Suppose you are studying the response of certain cell types to a drug treatment. Just as you told Cuffdiff the conditions for each sample (drug dose, tissue type, phenotype), you can use the same classifications with CodeLinker. Two sets of information are imported into CodeLinker – a set of expression data, and the list of tissues and their responses to the drug treatment. These can be explored using the Integrated Bayesian Inference System (IBIS).

The IBIS classifier is a method that uses Bayesian probabilities to look at the patterns in your data. IBIS offers powerful search capabilities into your data. It can identify non-linear and combinatorial patterns of gene expression that characterize different toxicity responses, disease states, or treatment outcomes. Furthermore, it can be used to build classifiers that can identify these patterns in new samples. It can also be used as a search tool to identify single genes and small gene sets that show interesting expression patterns relative to the sample classification.

These are imported into CodeLinker, then a Linear Discriminant Analysis search is performed which evaluates the accuracy of each gene when used as linear discriminator i.e. it has the ability to separate the data into two or more classes. Genes with lower Mean Square Errors (MSEs) reflect how well the data matches the linear model. Choosing one of these, you can then display the results of the analysis on a plot whose background color gradient represents the classification that IBIS discovered; the plot displays the gene expression and spots with colors representing the initial classification that you gave. You can see with ease whether the genes you have focussed on fit the pattern you expected or are exposing new and unexpected correlations. With the 2D plot, you can explore the putative relationships between pairs of genes and find new relationships that divide along the line of your initial classification. Spotting the false positives and false negatives is as simple as looking at the colors of the spots in relation to the colored background on the graph. For more complex data where there is no linear relationship, CodeLinker provides you with the ability to perform 2D Linear Discriminant Analysis or even Quadratic or Gaussian Discriminant Analysis.
....
## TO DO
According to the text on CodeLinker and IBIS, which two sets of information are imported into CodeLinker?

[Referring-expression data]
....
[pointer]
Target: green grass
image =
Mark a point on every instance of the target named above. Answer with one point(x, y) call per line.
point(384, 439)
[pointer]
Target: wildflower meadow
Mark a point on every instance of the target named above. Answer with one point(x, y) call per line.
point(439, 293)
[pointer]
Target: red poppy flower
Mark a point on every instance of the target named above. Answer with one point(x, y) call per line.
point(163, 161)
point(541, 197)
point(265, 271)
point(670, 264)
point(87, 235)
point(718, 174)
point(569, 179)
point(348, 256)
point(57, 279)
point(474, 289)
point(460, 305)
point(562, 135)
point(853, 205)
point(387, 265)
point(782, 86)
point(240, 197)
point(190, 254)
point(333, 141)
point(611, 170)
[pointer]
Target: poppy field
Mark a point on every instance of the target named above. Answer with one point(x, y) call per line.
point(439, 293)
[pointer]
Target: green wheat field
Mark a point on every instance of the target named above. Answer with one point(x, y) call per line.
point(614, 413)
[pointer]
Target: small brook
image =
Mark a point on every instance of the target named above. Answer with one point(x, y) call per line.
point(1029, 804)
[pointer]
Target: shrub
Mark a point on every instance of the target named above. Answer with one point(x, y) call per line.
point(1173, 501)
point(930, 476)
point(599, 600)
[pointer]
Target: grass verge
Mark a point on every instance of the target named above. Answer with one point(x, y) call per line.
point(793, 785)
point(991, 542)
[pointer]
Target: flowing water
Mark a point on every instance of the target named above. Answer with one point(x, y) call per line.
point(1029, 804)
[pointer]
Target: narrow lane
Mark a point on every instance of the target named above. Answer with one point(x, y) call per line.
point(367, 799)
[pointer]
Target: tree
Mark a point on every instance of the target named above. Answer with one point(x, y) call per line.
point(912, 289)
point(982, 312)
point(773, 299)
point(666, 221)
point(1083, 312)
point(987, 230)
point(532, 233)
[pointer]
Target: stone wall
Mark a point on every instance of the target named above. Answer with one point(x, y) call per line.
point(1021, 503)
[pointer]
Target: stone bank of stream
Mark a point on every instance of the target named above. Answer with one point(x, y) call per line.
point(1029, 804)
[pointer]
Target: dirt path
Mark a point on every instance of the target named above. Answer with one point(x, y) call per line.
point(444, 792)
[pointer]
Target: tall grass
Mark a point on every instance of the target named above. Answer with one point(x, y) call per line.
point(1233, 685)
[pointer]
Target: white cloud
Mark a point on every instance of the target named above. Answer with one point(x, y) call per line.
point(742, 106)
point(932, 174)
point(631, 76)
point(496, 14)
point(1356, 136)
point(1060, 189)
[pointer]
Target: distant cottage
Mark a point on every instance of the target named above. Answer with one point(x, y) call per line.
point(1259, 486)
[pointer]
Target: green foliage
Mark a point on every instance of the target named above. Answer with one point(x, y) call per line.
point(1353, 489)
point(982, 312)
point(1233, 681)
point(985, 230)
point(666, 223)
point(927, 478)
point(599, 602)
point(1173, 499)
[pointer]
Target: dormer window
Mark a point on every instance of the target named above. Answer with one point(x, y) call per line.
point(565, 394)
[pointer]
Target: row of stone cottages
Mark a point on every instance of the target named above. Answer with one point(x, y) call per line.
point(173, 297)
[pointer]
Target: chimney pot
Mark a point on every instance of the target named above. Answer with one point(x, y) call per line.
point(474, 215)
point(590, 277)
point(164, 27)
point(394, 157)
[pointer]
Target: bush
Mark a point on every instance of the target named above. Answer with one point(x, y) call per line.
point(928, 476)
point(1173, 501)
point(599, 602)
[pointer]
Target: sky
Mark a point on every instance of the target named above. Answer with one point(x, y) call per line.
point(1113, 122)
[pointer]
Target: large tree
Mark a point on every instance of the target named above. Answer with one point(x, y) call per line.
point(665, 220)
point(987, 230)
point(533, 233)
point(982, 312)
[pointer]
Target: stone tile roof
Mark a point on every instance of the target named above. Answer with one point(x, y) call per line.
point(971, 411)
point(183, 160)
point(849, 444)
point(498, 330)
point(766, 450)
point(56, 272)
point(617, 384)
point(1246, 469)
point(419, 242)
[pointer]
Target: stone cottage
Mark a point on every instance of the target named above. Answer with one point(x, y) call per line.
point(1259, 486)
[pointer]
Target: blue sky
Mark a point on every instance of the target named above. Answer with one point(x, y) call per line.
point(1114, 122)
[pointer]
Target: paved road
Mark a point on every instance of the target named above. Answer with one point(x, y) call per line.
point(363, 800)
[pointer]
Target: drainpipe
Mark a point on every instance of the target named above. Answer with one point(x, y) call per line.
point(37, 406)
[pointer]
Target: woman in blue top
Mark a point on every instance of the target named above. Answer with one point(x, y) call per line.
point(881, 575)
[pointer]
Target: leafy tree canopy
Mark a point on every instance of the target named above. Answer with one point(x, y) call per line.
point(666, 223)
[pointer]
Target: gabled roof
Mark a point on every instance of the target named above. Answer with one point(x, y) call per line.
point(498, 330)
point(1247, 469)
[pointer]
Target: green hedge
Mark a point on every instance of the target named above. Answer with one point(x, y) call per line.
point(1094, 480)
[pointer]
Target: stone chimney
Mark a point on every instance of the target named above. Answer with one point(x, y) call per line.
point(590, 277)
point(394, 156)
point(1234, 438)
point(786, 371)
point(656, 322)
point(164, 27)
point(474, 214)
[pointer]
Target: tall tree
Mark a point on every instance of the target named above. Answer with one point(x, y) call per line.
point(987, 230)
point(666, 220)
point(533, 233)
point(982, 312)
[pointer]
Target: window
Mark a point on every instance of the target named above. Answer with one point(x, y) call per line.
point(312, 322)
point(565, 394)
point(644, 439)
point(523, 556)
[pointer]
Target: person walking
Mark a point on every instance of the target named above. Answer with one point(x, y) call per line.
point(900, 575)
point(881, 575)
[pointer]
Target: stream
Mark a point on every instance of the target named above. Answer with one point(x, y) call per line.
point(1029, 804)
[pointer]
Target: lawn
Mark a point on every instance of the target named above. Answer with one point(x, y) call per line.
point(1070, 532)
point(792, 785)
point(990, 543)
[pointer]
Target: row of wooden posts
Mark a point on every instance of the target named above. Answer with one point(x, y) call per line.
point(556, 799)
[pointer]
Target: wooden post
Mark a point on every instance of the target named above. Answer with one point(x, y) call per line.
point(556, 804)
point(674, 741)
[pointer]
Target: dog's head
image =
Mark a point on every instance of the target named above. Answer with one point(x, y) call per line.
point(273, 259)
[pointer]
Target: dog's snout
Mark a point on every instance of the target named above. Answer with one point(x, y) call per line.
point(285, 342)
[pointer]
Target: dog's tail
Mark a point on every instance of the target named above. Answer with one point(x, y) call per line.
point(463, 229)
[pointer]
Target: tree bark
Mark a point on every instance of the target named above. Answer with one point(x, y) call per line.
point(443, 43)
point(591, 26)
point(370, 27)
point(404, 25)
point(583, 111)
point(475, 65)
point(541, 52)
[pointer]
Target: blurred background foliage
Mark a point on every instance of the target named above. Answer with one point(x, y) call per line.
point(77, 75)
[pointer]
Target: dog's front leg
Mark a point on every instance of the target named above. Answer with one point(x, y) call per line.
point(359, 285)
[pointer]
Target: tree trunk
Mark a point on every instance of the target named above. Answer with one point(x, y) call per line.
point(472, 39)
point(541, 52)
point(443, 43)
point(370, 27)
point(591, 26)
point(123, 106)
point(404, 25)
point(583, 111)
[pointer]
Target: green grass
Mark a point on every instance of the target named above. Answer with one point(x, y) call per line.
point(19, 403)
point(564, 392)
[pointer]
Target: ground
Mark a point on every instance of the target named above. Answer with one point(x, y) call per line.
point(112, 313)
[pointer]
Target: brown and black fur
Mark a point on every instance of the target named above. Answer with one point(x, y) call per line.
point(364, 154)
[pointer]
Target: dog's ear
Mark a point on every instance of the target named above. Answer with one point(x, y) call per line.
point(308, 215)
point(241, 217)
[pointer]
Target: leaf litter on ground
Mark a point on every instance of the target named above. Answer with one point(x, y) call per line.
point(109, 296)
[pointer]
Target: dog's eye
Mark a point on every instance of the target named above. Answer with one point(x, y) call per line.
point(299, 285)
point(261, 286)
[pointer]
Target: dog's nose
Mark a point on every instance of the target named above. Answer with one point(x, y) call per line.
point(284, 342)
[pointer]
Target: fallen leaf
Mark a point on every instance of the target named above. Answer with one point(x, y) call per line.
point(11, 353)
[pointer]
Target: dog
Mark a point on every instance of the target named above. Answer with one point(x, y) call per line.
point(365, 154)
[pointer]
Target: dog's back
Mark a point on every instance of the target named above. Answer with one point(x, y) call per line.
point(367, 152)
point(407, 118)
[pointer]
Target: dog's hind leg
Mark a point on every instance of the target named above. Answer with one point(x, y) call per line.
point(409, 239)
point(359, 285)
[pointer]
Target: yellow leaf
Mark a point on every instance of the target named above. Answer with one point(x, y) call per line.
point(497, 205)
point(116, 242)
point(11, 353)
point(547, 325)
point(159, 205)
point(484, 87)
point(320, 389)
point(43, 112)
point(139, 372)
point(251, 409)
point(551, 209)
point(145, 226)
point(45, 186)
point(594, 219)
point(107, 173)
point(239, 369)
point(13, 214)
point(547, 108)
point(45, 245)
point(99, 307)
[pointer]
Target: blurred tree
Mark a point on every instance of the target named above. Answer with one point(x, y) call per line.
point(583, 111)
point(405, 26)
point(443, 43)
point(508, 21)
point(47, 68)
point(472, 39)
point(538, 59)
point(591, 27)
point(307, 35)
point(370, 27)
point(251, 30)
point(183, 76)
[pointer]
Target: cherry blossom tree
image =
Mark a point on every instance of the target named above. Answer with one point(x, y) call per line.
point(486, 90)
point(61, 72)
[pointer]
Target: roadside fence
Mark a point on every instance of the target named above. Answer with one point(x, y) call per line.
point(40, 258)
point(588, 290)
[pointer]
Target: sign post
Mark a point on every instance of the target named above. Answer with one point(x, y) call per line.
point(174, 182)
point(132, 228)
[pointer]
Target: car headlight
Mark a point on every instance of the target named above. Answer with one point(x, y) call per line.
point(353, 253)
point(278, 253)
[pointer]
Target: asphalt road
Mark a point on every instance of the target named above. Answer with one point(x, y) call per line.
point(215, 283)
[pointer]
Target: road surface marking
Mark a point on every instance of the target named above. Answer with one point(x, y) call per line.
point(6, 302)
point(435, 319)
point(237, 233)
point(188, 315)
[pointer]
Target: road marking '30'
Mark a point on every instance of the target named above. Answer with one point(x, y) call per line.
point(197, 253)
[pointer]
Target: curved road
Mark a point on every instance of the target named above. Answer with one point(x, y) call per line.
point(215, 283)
....
## ANSWER FOR THE TASK
A set of expression data and the list of tissues with their responses to the drug treatment.